Task to carry out
Extract each line of the records below that contains the string "roof", copying the lines unchanged. Matching is case-sensitive.

Data provided
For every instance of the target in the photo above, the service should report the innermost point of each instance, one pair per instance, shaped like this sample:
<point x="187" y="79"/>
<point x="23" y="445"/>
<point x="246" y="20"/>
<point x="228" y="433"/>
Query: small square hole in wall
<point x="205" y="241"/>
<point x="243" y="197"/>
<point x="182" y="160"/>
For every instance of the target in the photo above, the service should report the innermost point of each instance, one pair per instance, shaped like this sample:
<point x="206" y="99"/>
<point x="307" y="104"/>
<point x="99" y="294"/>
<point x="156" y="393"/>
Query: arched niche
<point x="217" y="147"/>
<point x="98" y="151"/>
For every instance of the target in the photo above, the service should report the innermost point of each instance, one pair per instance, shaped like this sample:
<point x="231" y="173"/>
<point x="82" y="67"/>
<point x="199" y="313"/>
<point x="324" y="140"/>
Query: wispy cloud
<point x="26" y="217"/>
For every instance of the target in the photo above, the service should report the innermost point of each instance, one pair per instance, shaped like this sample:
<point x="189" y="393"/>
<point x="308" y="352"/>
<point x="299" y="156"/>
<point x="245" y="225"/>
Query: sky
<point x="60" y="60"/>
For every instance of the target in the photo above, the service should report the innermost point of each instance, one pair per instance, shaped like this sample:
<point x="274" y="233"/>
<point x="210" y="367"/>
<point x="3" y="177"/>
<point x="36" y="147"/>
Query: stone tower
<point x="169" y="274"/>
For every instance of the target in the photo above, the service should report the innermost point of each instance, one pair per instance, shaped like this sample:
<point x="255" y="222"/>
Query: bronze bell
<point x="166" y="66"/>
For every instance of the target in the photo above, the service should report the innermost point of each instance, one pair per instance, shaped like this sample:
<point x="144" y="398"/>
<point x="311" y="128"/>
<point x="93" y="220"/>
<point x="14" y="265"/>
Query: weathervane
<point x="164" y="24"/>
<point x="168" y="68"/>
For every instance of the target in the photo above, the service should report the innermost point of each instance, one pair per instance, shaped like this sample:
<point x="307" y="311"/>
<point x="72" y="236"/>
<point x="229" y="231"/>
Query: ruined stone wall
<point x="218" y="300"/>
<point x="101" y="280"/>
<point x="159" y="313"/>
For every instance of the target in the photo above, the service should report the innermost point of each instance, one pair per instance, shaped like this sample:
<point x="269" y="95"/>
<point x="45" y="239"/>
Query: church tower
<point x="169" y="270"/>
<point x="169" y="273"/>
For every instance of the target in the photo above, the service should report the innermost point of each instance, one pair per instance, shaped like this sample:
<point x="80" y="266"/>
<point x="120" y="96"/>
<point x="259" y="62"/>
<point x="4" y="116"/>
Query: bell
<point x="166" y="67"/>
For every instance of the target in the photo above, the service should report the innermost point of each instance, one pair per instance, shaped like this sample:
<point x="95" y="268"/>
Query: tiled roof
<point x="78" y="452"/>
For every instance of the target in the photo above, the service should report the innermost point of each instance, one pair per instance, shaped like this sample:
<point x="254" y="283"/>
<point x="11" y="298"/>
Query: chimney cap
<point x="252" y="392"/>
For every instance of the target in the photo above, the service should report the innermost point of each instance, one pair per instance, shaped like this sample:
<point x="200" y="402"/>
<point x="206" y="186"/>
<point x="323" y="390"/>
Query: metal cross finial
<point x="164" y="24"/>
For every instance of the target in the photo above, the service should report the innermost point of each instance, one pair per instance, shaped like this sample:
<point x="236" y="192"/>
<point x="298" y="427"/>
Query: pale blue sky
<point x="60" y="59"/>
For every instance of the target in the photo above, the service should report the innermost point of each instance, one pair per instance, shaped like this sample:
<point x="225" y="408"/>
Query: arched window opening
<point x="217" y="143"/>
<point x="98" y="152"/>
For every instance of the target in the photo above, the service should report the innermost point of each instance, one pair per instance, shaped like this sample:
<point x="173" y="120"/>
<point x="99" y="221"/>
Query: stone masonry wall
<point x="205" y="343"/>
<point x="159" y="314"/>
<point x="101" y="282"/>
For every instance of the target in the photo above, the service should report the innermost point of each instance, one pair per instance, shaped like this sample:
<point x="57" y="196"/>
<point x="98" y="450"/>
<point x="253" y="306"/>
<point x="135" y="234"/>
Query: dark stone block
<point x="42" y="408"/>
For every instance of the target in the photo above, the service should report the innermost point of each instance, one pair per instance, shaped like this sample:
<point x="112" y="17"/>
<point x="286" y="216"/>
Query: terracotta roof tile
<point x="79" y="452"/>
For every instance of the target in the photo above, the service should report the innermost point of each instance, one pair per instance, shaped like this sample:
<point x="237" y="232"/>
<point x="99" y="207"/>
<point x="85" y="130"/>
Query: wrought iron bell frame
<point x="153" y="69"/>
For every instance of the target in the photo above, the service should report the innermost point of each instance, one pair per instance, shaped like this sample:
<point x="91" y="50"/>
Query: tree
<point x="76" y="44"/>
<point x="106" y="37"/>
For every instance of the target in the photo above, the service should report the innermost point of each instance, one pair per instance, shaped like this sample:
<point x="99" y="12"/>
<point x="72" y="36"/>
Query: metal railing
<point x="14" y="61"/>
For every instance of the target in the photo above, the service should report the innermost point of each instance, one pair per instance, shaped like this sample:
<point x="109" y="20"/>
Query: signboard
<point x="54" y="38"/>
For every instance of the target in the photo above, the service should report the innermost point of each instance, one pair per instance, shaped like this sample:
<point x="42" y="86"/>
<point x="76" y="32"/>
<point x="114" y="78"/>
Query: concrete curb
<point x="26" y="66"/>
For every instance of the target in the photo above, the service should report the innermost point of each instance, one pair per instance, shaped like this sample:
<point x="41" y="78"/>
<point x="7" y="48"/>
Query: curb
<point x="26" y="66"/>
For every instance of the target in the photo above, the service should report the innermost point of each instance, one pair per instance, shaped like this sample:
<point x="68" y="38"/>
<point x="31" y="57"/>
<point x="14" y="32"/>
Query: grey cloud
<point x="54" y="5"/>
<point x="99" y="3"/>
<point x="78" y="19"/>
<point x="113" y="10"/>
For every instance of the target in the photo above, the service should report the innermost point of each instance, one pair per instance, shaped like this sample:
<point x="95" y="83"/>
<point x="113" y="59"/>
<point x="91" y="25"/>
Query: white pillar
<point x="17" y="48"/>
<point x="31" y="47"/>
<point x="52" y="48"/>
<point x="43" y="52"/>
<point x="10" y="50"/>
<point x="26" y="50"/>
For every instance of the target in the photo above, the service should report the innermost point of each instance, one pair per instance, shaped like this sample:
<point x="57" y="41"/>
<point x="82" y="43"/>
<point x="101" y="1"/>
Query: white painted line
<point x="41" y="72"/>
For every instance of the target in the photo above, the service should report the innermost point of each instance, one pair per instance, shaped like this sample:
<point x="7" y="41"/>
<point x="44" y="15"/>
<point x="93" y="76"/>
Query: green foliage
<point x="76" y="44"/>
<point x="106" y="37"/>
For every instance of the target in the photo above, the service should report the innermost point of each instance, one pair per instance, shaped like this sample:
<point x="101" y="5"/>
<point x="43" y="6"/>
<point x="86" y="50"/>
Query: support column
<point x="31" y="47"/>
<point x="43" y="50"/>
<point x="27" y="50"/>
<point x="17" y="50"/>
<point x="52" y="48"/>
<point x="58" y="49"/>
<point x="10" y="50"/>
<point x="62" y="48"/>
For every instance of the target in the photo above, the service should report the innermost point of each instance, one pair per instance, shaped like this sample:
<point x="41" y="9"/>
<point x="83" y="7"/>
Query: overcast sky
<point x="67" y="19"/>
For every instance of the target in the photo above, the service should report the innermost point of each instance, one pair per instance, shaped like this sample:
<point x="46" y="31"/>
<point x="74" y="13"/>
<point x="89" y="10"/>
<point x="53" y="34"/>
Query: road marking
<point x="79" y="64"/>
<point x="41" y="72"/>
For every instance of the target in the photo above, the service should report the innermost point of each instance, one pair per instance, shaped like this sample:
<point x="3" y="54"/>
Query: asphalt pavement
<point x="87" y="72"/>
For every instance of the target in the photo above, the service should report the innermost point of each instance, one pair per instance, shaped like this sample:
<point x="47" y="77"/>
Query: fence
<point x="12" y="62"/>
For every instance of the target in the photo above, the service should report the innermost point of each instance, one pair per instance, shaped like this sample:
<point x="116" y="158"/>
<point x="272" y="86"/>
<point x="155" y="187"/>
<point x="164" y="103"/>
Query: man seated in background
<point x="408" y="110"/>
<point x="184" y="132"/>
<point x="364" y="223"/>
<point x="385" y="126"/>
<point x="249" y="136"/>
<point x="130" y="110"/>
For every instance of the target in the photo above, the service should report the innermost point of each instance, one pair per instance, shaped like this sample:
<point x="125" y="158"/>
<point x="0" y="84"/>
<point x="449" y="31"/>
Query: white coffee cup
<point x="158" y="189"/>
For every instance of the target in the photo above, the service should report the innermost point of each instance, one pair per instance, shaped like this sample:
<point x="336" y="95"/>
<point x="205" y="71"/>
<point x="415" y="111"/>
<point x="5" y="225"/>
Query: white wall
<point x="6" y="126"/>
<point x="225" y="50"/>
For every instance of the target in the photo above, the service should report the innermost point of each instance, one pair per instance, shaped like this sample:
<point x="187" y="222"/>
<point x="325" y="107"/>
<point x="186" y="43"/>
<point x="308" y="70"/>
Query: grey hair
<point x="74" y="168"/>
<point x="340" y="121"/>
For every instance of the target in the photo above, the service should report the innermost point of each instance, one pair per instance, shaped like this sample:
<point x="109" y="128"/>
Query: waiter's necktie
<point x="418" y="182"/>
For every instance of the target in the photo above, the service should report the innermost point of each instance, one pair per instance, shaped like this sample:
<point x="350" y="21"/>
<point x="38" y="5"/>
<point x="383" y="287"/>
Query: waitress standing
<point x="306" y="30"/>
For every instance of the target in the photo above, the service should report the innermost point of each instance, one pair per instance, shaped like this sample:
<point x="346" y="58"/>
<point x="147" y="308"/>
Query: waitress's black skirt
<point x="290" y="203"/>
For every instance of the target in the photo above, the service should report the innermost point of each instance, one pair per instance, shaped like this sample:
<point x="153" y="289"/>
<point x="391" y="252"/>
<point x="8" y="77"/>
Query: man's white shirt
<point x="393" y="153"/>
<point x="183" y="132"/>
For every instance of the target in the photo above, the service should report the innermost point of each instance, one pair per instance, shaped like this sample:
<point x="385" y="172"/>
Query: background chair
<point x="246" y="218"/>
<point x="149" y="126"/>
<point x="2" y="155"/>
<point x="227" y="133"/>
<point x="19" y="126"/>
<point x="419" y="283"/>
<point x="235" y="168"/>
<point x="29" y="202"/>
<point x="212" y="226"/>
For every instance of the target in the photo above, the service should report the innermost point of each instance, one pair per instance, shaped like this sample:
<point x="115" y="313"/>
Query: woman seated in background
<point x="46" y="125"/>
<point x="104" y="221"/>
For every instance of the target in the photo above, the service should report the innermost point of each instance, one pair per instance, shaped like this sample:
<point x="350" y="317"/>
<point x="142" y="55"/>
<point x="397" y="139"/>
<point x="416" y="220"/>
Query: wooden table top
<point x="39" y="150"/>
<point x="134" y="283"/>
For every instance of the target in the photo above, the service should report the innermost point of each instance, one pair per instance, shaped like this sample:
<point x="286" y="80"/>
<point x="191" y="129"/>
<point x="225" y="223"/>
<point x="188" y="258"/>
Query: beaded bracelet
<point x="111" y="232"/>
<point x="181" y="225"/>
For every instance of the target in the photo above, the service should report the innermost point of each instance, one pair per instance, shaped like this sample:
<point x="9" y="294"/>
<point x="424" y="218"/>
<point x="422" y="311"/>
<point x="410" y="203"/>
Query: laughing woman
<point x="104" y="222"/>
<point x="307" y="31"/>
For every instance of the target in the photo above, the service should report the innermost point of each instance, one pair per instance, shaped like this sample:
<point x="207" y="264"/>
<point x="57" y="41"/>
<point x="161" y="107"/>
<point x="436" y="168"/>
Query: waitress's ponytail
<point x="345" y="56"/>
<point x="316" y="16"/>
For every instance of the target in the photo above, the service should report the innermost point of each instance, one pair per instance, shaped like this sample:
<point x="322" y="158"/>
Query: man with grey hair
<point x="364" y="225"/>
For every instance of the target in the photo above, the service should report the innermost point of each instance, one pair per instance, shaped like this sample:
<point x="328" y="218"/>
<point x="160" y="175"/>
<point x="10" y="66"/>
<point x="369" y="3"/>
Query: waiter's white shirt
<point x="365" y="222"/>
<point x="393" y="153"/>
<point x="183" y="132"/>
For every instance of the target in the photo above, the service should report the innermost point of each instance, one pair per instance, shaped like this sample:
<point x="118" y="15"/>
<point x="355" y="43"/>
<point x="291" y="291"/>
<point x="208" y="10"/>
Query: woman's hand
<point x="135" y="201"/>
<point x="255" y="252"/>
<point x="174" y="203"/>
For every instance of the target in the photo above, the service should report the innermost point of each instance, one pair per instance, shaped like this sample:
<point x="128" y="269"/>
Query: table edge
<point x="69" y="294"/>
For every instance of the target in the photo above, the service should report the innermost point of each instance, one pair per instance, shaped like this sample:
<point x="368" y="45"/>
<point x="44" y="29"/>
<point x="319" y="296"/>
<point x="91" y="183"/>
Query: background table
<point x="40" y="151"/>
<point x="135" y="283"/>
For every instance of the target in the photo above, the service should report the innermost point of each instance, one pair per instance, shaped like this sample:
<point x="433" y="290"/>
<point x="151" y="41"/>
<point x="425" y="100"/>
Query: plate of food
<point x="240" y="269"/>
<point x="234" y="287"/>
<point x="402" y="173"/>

Worked solution
Query: tiled roof
Query: terracotta roof tile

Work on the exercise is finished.